*Given entries*:
________

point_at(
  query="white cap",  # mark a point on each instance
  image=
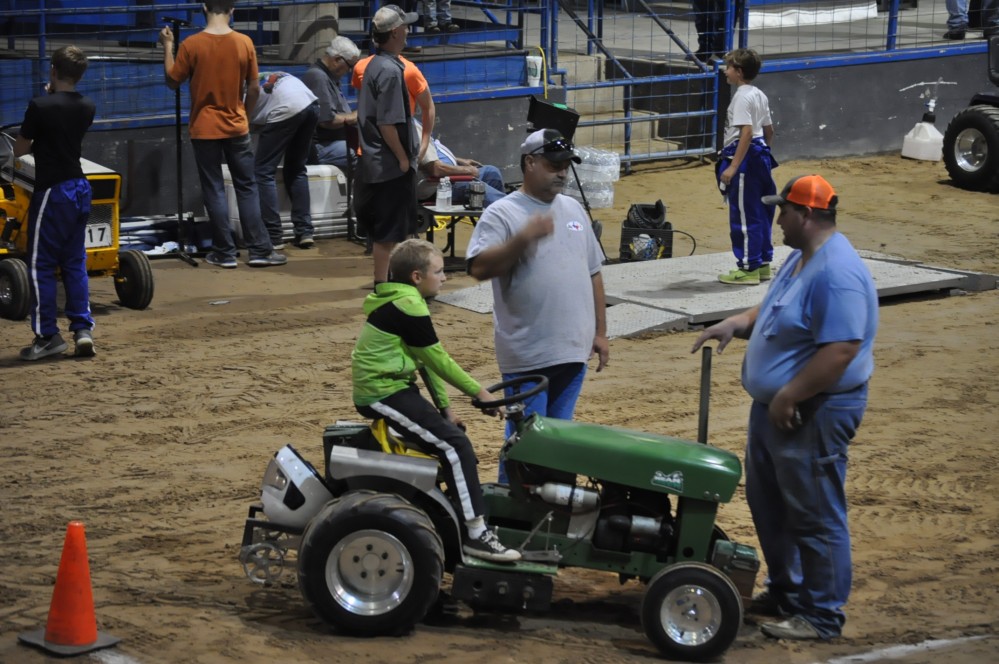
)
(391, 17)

________

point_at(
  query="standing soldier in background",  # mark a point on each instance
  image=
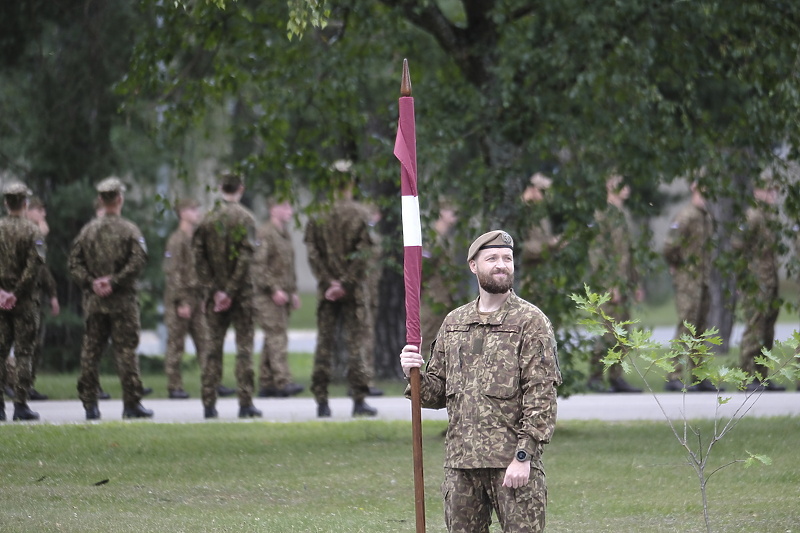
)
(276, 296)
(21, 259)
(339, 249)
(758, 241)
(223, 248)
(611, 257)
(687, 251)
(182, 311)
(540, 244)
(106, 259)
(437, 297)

________

Extract every line of the records above that contains the string "instance", matching case exactly.

*Answer for the task*:
  query="white cap",  # mark a point on each instance
  query="standing soldier in background",  # mark a point on each instance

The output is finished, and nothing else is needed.